## Goal 1
Multiply each bounding-box coordinate in the answers of the entries below by 0.7, rounding to whole numbers with halves going up. Then write out every line of those entries again, requests included. Numbers in the requests and in their sample boxes stay as they are.

──────── Document passage ────────

Greenlight Capital Re NASDAQ: GLRE reported strong fourth-quarter and full-year 2025 results, driven by underwriting profitability and a solid quarter for its investment portfolio managed through the Solasglas Fund, according to management’s prepared remarks on the company’s earnings call.
Fourth-quarter results driven by underwriting profit and Solasglas gains
For the fourth quarter of 2025, the company posted net income of $49.3 million, or $1.44 per diluted share. Management reported net underwriting profit of $13.0 million, producing a combined ratio of 92.1%. The company also recorded $36.2 million of investment income from Solasglas, which delivered a 7.9% return for the quarter, contributing to total net investment income of $44.8 million.
CEO Greg Richardson said the quarter marked the “10th quarter out of the last 12 quarters” in which the company delivered an underwriting profit, and highlighted progress in generating underwriting profits as a key element of the company’s strategy.
Richardson said the underwriting profit was primarily driven by the open market book, which posted a 90.7 combined ratio. He attributed results to strong core profitability and relatively benign catastrophe and large-loss activity, partially offset by prior-year reserve development. The company reported large losses in the quarter that included $2.0 million related to Hurricane Melissa, which made landfall in Jamaica in late October, and $2.7 million tied to an oil refinery fire.
On prior-year development, Richardson said the company strengthened reserves on its open market book by $5.5 million, “driven primarily by casualty programs that are in runoff.”

──────── Rows ────────

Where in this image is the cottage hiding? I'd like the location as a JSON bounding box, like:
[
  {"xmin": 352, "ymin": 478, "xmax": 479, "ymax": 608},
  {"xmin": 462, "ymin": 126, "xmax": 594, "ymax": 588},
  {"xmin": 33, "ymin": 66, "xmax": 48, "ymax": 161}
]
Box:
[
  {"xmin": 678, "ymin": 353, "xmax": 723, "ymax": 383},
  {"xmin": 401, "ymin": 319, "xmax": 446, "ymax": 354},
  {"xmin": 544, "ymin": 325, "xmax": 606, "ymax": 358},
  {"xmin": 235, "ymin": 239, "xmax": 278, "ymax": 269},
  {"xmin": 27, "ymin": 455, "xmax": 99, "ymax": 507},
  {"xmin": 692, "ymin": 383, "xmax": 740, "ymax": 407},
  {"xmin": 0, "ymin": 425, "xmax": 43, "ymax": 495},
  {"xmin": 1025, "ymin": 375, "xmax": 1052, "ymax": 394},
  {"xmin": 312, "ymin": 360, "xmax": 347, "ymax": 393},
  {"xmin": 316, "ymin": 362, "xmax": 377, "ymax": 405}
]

────────

## Goal 2
Carry on the passage above about Greenlight Capital Re's 2025 results, starting after its final sentence.

## Output 1
Where in this image is the cottage hiding? I'd like the location as a JSON bounding box, like:
[
  {"xmin": 352, "ymin": 478, "xmax": 479, "ymax": 608},
  {"xmin": 462, "ymin": 126, "xmax": 594, "ymax": 588},
  {"xmin": 33, "ymin": 66, "xmax": 48, "ymax": 161}
]
Box:
[
  {"xmin": 475, "ymin": 247, "xmax": 506, "ymax": 268},
  {"xmin": 281, "ymin": 223, "xmax": 312, "ymax": 248},
  {"xmin": 381, "ymin": 228, "xmax": 424, "ymax": 251},
  {"xmin": 165, "ymin": 167, "xmax": 195, "ymax": 188},
  {"xmin": 19, "ymin": 319, "xmax": 69, "ymax": 355},
  {"xmin": 484, "ymin": 268, "xmax": 518, "ymax": 285},
  {"xmin": 0, "ymin": 298, "xmax": 30, "ymax": 347},
  {"xmin": 718, "ymin": 263, "xmax": 736, "ymax": 276},
  {"xmin": 218, "ymin": 252, "xmax": 243, "ymax": 275},
  {"xmin": 221, "ymin": 253, "xmax": 264, "ymax": 284}
]

## Output 2
The innovations book recorded a modest underwriting loss of $0.4 million and a combined ratio of 101.7% for the quarter, which Richardson said was primarily driven by a $2.1 million large loss on a surety account.
Full-year 2025: record underwriting income and book value growth
For the full year, Greenlight Re reported net income of $74.8 million, or $2.17 per diluted share. The company delivered underwriting profit of $35.7 million—described by management as record underwriting income for the year—alongside $35.7 million of investment income from Solasglas. The company’s full-year combined ratio was 94.6%.
Richardson noted that 2025 underwriting was profitable in every quarter except the first quarter, which he said was impacted by the California wildfires. The year’s results increased fully diluted book value per share by 13.8% to $20.43. CFO Faramarz Romer added that over the last three years, fully diluted book value per share grew by 42.6%, or 12.5% annually.
Renewals: growth in Lloyd’s and specialty; property rates down, exposure up
Management discussed the January 1 renewal season, which Richardson described as a key renewal period given roughly 60% of the company’s business incepts on January 1. While he said market conditions softened across most lines, management believed pricing “in general remains adequate,” and the company executed broadly in line with its business plan.
- Funds at Lloyd’s: Richardson said the company grew its FAL book by approximately 21% due to “attractive opportunities,” while noting increased capital targeting the Lloyd’s market after several years of strong profitability.
- Specialty: Management estimated specialty rates were down 11%, though terms and conditions generally held firm. Richardson said the company’s specialty book grew 6%, citing its market standing and its AM Best rating upgrade to A as supportive.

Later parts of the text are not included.